**What is expected**
Check each line of the data below for the string "Show", then state how many have it and nothing else.

**Given entries**
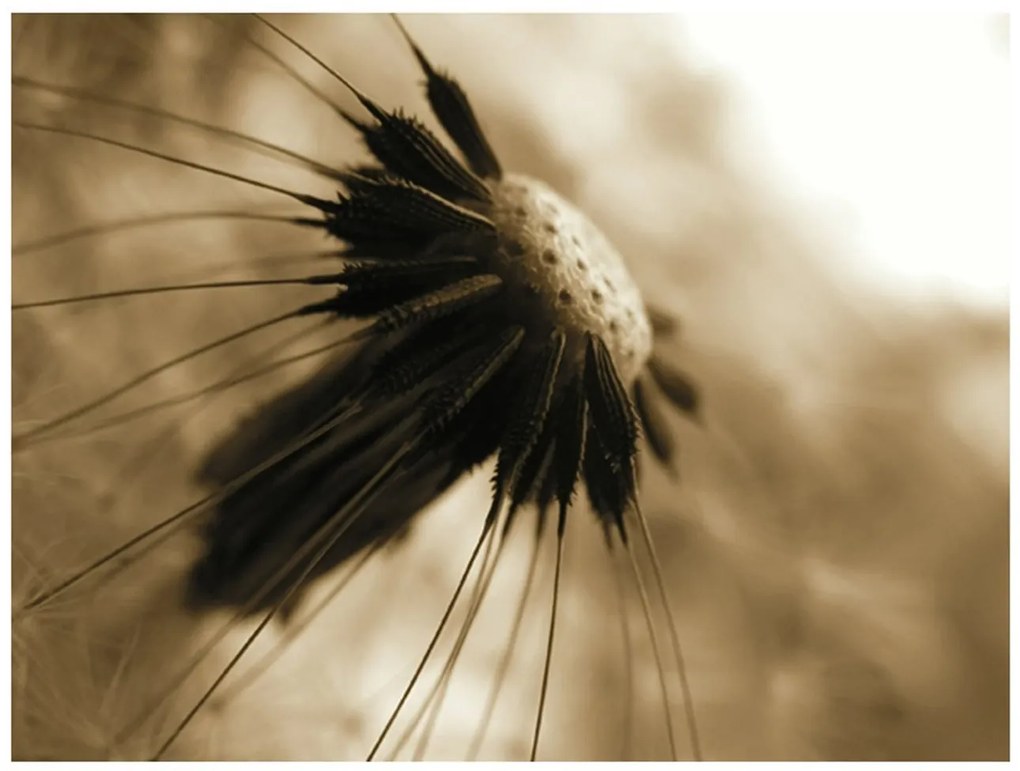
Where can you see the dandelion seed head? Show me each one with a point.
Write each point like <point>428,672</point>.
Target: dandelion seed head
<point>563,270</point>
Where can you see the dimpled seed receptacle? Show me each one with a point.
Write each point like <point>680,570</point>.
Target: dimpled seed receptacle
<point>560,267</point>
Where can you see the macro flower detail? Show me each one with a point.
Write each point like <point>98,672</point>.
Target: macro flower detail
<point>498,321</point>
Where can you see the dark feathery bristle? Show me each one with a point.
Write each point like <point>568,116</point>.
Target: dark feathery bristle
<point>569,448</point>
<point>607,491</point>
<point>676,386</point>
<point>438,304</point>
<point>400,209</point>
<point>407,149</point>
<point>420,355</point>
<point>660,439</point>
<point>370,289</point>
<point>452,108</point>
<point>612,415</point>
<point>531,411</point>
<point>462,388</point>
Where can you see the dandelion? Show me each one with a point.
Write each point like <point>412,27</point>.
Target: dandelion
<point>494,319</point>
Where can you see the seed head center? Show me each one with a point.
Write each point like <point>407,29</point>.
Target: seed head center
<point>560,270</point>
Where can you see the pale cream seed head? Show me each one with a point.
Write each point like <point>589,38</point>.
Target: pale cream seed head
<point>560,270</point>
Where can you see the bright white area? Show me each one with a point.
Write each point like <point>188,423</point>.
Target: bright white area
<point>896,124</point>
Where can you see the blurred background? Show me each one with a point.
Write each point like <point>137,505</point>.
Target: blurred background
<point>820,199</point>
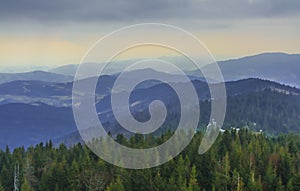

**Response to the task**
9